▶ _Exercise details_: Copy out the lines below, switching each "instance" to "occurrence" and leaving everything else untouched.

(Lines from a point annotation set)

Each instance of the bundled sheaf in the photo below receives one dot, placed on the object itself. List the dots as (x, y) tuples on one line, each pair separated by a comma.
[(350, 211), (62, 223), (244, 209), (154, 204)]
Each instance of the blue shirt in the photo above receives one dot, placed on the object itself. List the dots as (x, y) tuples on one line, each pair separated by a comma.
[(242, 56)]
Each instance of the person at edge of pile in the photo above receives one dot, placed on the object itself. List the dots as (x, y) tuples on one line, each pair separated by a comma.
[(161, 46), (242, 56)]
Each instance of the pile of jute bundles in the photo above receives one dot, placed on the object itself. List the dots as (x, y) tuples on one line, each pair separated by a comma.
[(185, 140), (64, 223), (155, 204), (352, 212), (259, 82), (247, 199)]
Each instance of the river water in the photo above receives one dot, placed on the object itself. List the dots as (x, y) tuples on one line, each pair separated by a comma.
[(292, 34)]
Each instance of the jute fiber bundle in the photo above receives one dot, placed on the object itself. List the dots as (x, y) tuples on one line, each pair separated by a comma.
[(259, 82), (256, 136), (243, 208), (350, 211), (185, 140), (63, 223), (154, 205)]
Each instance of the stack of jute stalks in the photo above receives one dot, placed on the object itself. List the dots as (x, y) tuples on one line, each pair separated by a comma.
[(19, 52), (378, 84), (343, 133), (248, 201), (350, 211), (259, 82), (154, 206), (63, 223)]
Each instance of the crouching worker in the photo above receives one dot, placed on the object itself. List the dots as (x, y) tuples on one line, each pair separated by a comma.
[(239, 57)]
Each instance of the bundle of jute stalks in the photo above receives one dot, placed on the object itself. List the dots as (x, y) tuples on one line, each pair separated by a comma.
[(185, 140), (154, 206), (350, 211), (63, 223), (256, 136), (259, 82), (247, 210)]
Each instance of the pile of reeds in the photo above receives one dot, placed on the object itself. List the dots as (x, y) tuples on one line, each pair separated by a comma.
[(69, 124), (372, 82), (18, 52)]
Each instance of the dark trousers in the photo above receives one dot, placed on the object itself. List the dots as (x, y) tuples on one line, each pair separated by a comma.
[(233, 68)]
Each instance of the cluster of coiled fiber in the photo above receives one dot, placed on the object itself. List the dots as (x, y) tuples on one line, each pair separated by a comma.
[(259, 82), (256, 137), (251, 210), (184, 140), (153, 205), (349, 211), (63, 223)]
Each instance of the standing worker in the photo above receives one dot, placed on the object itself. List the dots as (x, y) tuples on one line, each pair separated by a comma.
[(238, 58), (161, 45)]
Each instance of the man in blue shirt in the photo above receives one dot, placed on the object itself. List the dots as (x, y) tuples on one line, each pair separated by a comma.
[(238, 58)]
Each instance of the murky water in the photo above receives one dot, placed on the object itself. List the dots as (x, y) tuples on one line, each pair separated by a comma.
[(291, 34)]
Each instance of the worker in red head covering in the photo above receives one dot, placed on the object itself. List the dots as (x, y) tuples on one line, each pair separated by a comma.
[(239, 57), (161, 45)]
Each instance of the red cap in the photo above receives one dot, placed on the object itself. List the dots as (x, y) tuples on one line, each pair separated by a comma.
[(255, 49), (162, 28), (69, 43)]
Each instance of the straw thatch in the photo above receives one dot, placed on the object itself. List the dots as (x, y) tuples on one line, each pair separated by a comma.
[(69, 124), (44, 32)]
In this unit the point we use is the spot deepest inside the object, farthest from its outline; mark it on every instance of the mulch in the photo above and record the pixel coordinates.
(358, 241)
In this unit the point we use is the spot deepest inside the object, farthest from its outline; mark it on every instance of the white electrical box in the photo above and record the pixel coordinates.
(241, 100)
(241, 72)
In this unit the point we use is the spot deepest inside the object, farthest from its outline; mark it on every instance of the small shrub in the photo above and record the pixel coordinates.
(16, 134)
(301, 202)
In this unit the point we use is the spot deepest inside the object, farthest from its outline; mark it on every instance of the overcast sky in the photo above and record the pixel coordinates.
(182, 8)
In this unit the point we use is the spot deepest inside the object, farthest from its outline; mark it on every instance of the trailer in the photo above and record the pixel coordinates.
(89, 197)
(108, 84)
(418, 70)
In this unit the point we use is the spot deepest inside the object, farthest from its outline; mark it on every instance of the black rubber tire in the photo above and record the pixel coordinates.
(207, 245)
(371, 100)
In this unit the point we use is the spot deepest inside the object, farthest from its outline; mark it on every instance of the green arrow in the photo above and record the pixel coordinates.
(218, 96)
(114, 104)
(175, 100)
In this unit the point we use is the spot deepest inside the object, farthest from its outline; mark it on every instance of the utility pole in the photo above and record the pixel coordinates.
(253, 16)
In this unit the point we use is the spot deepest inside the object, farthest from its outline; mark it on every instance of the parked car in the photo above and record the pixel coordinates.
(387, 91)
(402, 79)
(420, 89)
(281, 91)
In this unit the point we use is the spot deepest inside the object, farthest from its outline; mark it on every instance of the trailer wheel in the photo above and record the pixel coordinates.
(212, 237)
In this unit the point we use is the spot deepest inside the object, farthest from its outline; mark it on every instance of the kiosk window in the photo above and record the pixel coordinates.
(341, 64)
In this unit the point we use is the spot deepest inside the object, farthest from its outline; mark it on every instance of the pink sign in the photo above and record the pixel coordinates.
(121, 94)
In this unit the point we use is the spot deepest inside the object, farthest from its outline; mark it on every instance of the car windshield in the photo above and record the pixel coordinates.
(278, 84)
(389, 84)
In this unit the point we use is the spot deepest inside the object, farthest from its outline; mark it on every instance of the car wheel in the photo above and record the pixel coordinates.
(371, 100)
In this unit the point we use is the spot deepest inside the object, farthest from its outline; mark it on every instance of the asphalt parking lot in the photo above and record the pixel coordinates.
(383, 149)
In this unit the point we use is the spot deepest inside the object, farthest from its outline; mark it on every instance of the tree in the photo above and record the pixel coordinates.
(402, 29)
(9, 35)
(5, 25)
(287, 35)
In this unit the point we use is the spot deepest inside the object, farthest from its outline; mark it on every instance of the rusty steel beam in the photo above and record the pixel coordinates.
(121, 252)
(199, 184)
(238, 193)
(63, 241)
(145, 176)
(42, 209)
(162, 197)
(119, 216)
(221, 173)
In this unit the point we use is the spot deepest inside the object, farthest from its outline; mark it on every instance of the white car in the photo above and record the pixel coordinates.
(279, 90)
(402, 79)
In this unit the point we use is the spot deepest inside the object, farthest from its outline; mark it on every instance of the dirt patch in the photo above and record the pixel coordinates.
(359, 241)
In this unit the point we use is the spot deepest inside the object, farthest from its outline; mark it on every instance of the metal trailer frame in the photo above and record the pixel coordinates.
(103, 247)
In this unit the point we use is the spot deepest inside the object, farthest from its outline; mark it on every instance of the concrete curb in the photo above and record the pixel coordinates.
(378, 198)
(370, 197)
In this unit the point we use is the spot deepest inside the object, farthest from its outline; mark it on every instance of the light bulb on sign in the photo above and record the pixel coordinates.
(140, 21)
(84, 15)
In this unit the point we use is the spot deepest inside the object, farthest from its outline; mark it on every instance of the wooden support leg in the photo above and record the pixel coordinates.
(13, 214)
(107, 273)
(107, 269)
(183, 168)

▶ _Exercise output_:
Each occurrence of the bundled sheaf in the photo below receives one dot, placed on the object itself. List the dots as (x, y) tuples on one line, each pair separated by a comma.
[(350, 211), (62, 223), (244, 209), (154, 204)]
Each occurrence of the blue shirt in the photo above receives one dot, placed on the object itself. List the dots as (x, y) tuples on one line, each pair separated by a comma.
[(242, 56)]
Each occurrence of the person at edge of pile in the photo above receives one dot, placed on the object itself. List the dots as (x, y) tuples on one line, each pair separated by a comma.
[(161, 46), (242, 56)]
Each occurrence of the pile of jute bundles in the photo above receives one dot, placed on the object itself. List the dots as (x, y) tuples on one line, each pair separated by a comma.
[(185, 140), (64, 223), (155, 204), (352, 212), (259, 82), (247, 199)]
Each occurrence of the river water in the photo above receives one dot, placed on the object itself. List the dots as (x, y) tuples on one line, each pair separated by a comma.
[(292, 34)]
Each occurrence of the jute fiber bundle in the photo above receives one dot, placed on the object itself. List the dots as (x, y) tuples on one line, each pair separated by a comma.
[(259, 82), (256, 136), (243, 208), (350, 211), (185, 140), (63, 223), (154, 205)]
Each occurrence of the stack of jute stalks in the photo above receives one dot, placed on the object itself. List the dots as (x, y) tuples on one line, each pair separated by a comma.
[(19, 52), (378, 84), (343, 133), (248, 201), (350, 211), (259, 82), (154, 206), (63, 223)]
Each occurrence of the crouching worker in the photo above receives one dot, placed on the object itself. List the dots as (x, y) tuples on one line, each pair separated by a comma.
[(239, 57)]
Each occurrence of the bundle of jute stalks in the photo above receives one dot, placed on the object itself. List the dots as (x, y) tuples on one line, each pair separated by a comma.
[(185, 140), (154, 206), (350, 211), (63, 223), (256, 136), (259, 82), (247, 210)]
Each occurrence of the pile of reeds in the photo above receives one dot, placed on the object itself. List the dots as (x, y) tuples on one line, each pair separated by a comma.
[(69, 124), (372, 82), (18, 52)]
Each occurrence of the dark trousers in the photo above receives one dot, placed on the object itself. List the dots as (x, y) tuples on one line, each pair separated by a comma.
[(233, 68)]
Each occurrence of the cluster of coiled fiber in the photo above receives one dot, placed on the object itself. List the dots as (x, y) tuples on one line, each pair separated by a comma.
[(259, 82), (256, 137), (251, 210), (184, 140), (153, 205), (349, 211), (63, 223)]
Each occurrence of the standing worker in the photo above receives one dot, placed on the object itself. List the dots as (x, y) tuples on one line, each pair separated by a comma.
[(238, 58), (161, 45)]
Each occurrence of the man in blue shirt in the photo above receives one dot, placed on the object itself. List the dots as (x, y) tuples on one line, each pair separated by a comma.
[(238, 58)]
Each occurrence of the murky water in the photo above receives one dot, placed on the object itself. List the dots as (x, y) tuples on one line, each pair separated by a comma.
[(291, 34)]
Each occurrence of the worker in red head covering in the photo above receives one dot, placed on the object itself. List the dots as (x, y) tuples on one line, each pair separated by a comma.
[(239, 57), (161, 45)]
Each occurrence of the red cap in the photo above receives one dot, placed on the object itself. List the dots as (x, y) tuples on one line, each pair separated by a comma.
[(255, 49), (162, 28), (69, 43)]
Each occurrence of the straw thatch in the photo above receives one dot, placed on the object itself. List the dots as (x, y) tuples on one line, each pair separated by a comma.
[(69, 124), (44, 32)]
In this unit the point we use is the spot deepest inside the object, farthest from its outline; mark it on every occurrence of the mulch in the photo above and record the pixel coordinates.
(358, 241)
In this unit the point we use is the spot deepest inside the object, farthest from its outline; mark it on every occurrence of the white electrical box in the photo above and record the pixel coordinates.
(241, 100)
(241, 72)
In this unit the point we use is the spot deepest inside the object, farthest from its outline; mark it on every occurrence of the small shrub in the photo above and record the pixel coordinates.
(16, 134)
(301, 202)
In this unit the point we use is the spot deepest inside the object, farthest from its outline; mark it on every occurrence of the overcast sky in the photo above and record the pixel coordinates.
(182, 8)
In this unit the point we use is the spot deepest inside the object, farthest from its outline; mark it on every occurrence of the trailer in the photo above and record the pixel coordinates.
(89, 197)
(108, 84)
(418, 70)
In this unit the point we use is the spot deepest inside the object, farthest from its outline; mark it on every occurrence of the black rubber tire in the photo above and record the pixel coordinates.
(207, 245)
(371, 100)
In this unit the point we use is the spot deepest inside the object, farthest from its outline; mark it on every occurrence of the green arrow in the photo above and record the pixel coordinates.
(218, 96)
(114, 104)
(175, 100)
In this unit the point we use is the spot deepest inside the object, farthest from its outline; mark it on every occurrence of the utility pole in the photo above and record the pixel coordinates.
(253, 16)
In this unit the point we use is the spot deepest inside the object, farthest from its outline; mark it on every occurrence of the parked car in the photo above and record the pixel coordinates.
(387, 91)
(402, 79)
(420, 89)
(281, 91)
In this unit the point we use is the spot deepest inside the object, farthest from its outline; mark it on every occurrence of the trailer wheel in the photo above and record the pixel coordinates.
(212, 237)
In this unit the point we use is the spot deepest inside the object, farthest from its outline; mark it on every occurrence of the kiosk window in the photo above and record the pixel coordinates.
(341, 64)
In this unit the point we use is the spot deepest inside the object, farthest from its outline; mark it on every occurrence of the pink sign in the photo above and record the pixel coordinates.
(121, 94)
In this unit the point we use is the spot deepest inside the object, farthest from its outline; mark it on every occurrence of the car windshield in the photo above and record the pixel coordinates.
(278, 84)
(389, 84)
In this unit the point we use is the spot deepest inside the object, farthest from its outline; mark it on every occurrence of the car wheel in the photo above and record the pixel coordinates.
(371, 100)
In this unit the point we use is the spot deepest inside the object, farthest from its outline; mark it on every occurrence of the asphalt parking lot in the photo above and record the pixel coordinates.
(383, 149)
In this unit the point we use is the spot deepest inside the object, farthest from its outline; mark it on every occurrence of the tree in the photo above and record the pixel coordinates.
(402, 29)
(9, 35)
(5, 25)
(287, 35)
In this unit the point we use is the spot deepest inside the object, farthest from its outline; mark it on every occurrence of the rusty steel beam in the photo above and record the pixel coordinates.
(121, 252)
(199, 184)
(238, 193)
(63, 241)
(145, 176)
(42, 209)
(162, 197)
(119, 216)
(221, 173)
In this unit the point we use is the spot deepest inside the object, farthest from its outline; mark it on every occurrence of the white car in the photo above and record the pixel coordinates.
(279, 90)
(402, 79)
In this unit the point we use is the spot deepest inside the object, farthest from its outline; mark it on every occurrence of the dirt patch in the photo above and record the pixel coordinates.
(359, 241)
In this unit the point we use is the spot deepest inside the object, farthest from its outline; mark it on every occurrence of the metal trailer frame in the photo above and record the pixel coordinates.
(103, 247)
In this unit the point we use is the spot deepest inside the object, farthest from its outline; mark it on every occurrence of the concrete curb in the photo above and record the pixel coordinates.
(378, 198)
(370, 197)
In this unit the point we use is the spot deepest inside the object, farthest from its outline; mark it on every occurrence of the light bulb on sign in the photo above and record the pixel coordinates.
(140, 21)
(84, 15)
In this unit the point we use is the spot deepest inside the object, farthest from its outline; mark it on every occurrence of the wooden support leg in the photo above and record the pixel coordinates.
(13, 214)
(107, 273)
(107, 269)
(183, 168)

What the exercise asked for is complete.